---------- PROVIDED INFORMATION ----------

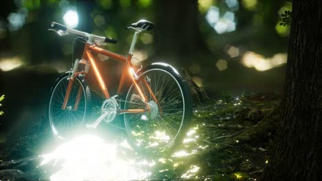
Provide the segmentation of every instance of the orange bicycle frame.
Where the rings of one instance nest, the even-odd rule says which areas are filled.
[[[127,74],[129,73],[129,77],[131,77],[131,80],[133,82],[135,88],[138,90],[138,93],[140,94],[140,97],[144,101],[144,102],[145,103],[146,106],[147,106],[147,109],[121,110],[120,113],[143,112],[145,112],[147,110],[150,110],[150,107],[149,107],[149,104],[147,103],[147,97],[142,91],[141,88],[138,86],[137,80],[136,80],[136,76],[137,75],[136,75],[136,72],[138,71],[138,69],[136,69],[136,67],[135,67],[131,62],[131,60],[132,58],[132,55],[129,54],[129,55],[127,55],[127,56],[122,56],[122,55],[120,55],[120,54],[118,54],[118,53],[116,53],[105,50],[104,49],[96,47],[95,45],[90,45],[89,43],[86,43],[86,45],[85,46],[84,52],[83,52],[83,54],[82,59],[83,60],[87,60],[89,62],[89,64],[91,65],[91,67],[93,67],[95,77],[96,77],[96,80],[98,82],[101,91],[103,93],[105,99],[109,99],[110,98],[110,95],[109,95],[109,90],[107,89],[107,87],[106,86],[105,83],[104,82],[104,80],[103,80],[102,76],[101,76],[101,75],[100,75],[100,72],[98,71],[98,67],[96,66],[96,62],[95,62],[95,58],[94,58],[94,56],[92,55],[92,52],[94,52],[94,53],[98,53],[98,54],[102,54],[102,55],[104,55],[104,56],[107,56],[109,58],[111,58],[113,59],[115,59],[116,60],[118,60],[118,61],[120,61],[122,62],[125,63],[125,69],[126,70],[122,72],[122,73],[120,81],[120,83],[118,84],[117,93],[119,94],[119,93],[120,93],[122,92],[122,88],[123,88],[123,86],[124,86],[124,84],[125,83],[125,80],[127,78]],[[64,98],[64,101],[63,101],[63,106],[62,106],[62,109],[63,110],[66,109],[67,104],[68,102],[68,99],[69,97],[70,92],[72,90],[73,82],[74,82],[75,77],[78,74],[80,74],[80,73],[84,73],[85,75],[87,74],[87,73],[86,71],[76,72],[76,73],[74,73],[72,77],[69,78],[69,82],[68,83],[67,91],[66,91],[65,98]],[[155,95],[153,94],[153,93],[152,92],[151,88],[149,86],[149,84],[147,82],[147,80],[145,79],[144,79],[143,82],[144,83],[144,84],[147,86],[147,89],[149,90],[149,93],[151,95],[151,96],[152,96],[153,99],[154,99],[154,101],[156,103],[158,103],[156,97],[155,97]],[[78,91],[77,93],[76,100],[75,104],[74,106],[74,110],[77,109],[78,102],[79,102],[79,99],[81,97],[81,94],[82,94],[81,87],[80,87],[79,88],[80,89],[78,90]]]

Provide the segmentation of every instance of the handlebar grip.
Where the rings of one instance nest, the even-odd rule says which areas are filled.
[[[64,26],[61,24],[59,24],[59,23],[57,23],[56,22],[52,22],[52,27],[54,29],[60,29],[60,30],[63,30],[63,31],[66,31],[67,30],[67,27],[66,26]]]
[[[113,44],[116,44],[118,43],[118,40],[112,39],[112,38],[109,38],[107,37],[105,37],[105,40],[104,41],[107,43],[113,43]]]

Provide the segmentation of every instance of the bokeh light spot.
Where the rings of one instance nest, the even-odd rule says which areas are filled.
[[[216,67],[217,67],[217,69],[218,69],[218,70],[221,71],[227,69],[228,68],[227,60],[219,59],[216,63]]]
[[[72,28],[76,27],[78,24],[78,14],[75,10],[67,10],[63,17],[65,23]]]
[[[253,10],[257,4],[257,0],[243,0],[242,4],[248,10]]]

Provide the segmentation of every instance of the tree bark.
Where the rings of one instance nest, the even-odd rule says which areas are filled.
[[[263,180],[322,180],[322,1],[293,1],[282,112]]]

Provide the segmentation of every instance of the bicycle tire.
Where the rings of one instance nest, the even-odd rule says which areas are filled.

----------

■ TASK OBJECTIVE
Write out every item above word for word, without the pictures.

■ EXERCISE RESPONSE
Provide the segmentation of every instance of the orange bicycle frame.
Where the rings of one instance nest, the even-odd rule says which areas are filled.
[[[127,74],[129,73],[129,77],[131,77],[131,80],[133,82],[135,88],[138,90],[138,93],[140,94],[140,97],[144,101],[144,102],[145,103],[146,106],[147,106],[147,109],[121,110],[120,113],[143,112],[145,112],[147,110],[150,110],[150,107],[149,107],[149,104],[147,103],[147,97],[142,91],[141,88],[138,86],[137,80],[136,80],[136,76],[137,75],[136,75],[136,72],[138,71],[138,69],[136,69],[136,67],[135,67],[131,62],[131,60],[132,58],[132,55],[129,54],[129,55],[127,55],[127,56],[122,56],[122,55],[120,55],[120,54],[118,54],[118,53],[116,53],[105,50],[104,49],[96,47],[95,45],[90,45],[89,43],[86,43],[86,45],[85,46],[84,52],[83,52],[83,54],[82,59],[83,60],[87,60],[89,62],[89,64],[91,65],[91,67],[93,67],[95,77],[96,77],[96,80],[98,82],[101,91],[103,93],[105,99],[109,99],[110,98],[110,95],[109,95],[109,90],[107,89],[107,87],[106,86],[105,83],[104,82],[104,80],[103,80],[102,76],[101,76],[101,75],[100,75],[100,72],[98,71],[98,67],[96,66],[96,62],[95,62],[95,58],[94,58],[94,56],[92,55],[92,52],[94,52],[94,53],[98,53],[98,54],[102,54],[102,55],[104,55],[104,56],[107,56],[109,58],[111,58],[113,59],[115,59],[116,60],[118,60],[118,61],[120,61],[122,62],[125,63],[125,69],[126,70],[122,72],[122,73],[120,81],[120,83],[118,84],[117,93],[119,94],[119,93],[120,93],[122,92],[122,88],[123,88],[123,86],[124,86],[124,84],[125,83],[125,80],[127,78]],[[64,98],[64,101],[63,101],[63,106],[62,106],[62,109],[63,110],[66,109],[67,104],[68,102],[68,99],[69,97],[70,92],[72,90],[73,82],[74,82],[75,77],[78,74],[80,74],[80,73],[84,73],[85,75],[87,74],[87,73],[86,71],[76,72],[76,73],[74,73],[72,77],[69,78],[69,82],[68,83],[67,91],[66,91],[65,98]],[[155,95],[153,94],[153,93],[152,92],[151,88],[149,86],[149,84],[147,82],[147,80],[145,79],[144,79],[143,82],[144,83],[144,84],[147,86],[147,89],[149,90],[149,93],[151,95],[151,96],[152,96],[153,99],[154,99],[154,101],[156,103],[158,103],[156,97],[155,97]],[[78,91],[77,93],[76,100],[75,104],[74,106],[74,110],[77,109],[78,102],[79,102],[79,99],[81,97],[81,94],[82,94],[81,87],[80,87],[79,88],[80,89],[78,90]]]

Provide the segmentation of every instance of the handlebar grip.
Where the rings of one instance nest, the even-odd rule says which areas are filled.
[[[64,26],[61,24],[59,24],[59,23],[57,23],[56,22],[52,22],[52,27],[54,29],[60,29],[60,30],[63,30],[63,31],[66,31],[67,30],[67,27],[66,26]]]
[[[113,44],[116,44],[118,43],[118,40],[112,39],[112,38],[109,38],[107,37],[105,37],[105,40],[104,41],[107,43],[113,43]]]

Provide the segmentation of every instance of the bokeh light spot.
Where the rings of one instance nest, the even-odd rule says which areas are filled.
[[[216,67],[217,67],[217,69],[218,69],[218,70],[221,71],[227,69],[228,68],[227,60],[219,59],[216,63]]]
[[[72,28],[76,27],[78,24],[78,14],[75,10],[67,10],[63,17],[65,23]]]
[[[253,10],[257,4],[257,0],[243,0],[242,4],[248,10]]]

Provide the segmentation of every instance of the tree bark.
Where the rings of one instance nest, the even-odd rule says which areas are filled.
[[[263,180],[322,180],[322,1],[293,1],[282,112]]]

Provide the segmentation of every instance of the bicycle tire.
Where the rings of one instance nest, the even-odd rule says which areas are filled.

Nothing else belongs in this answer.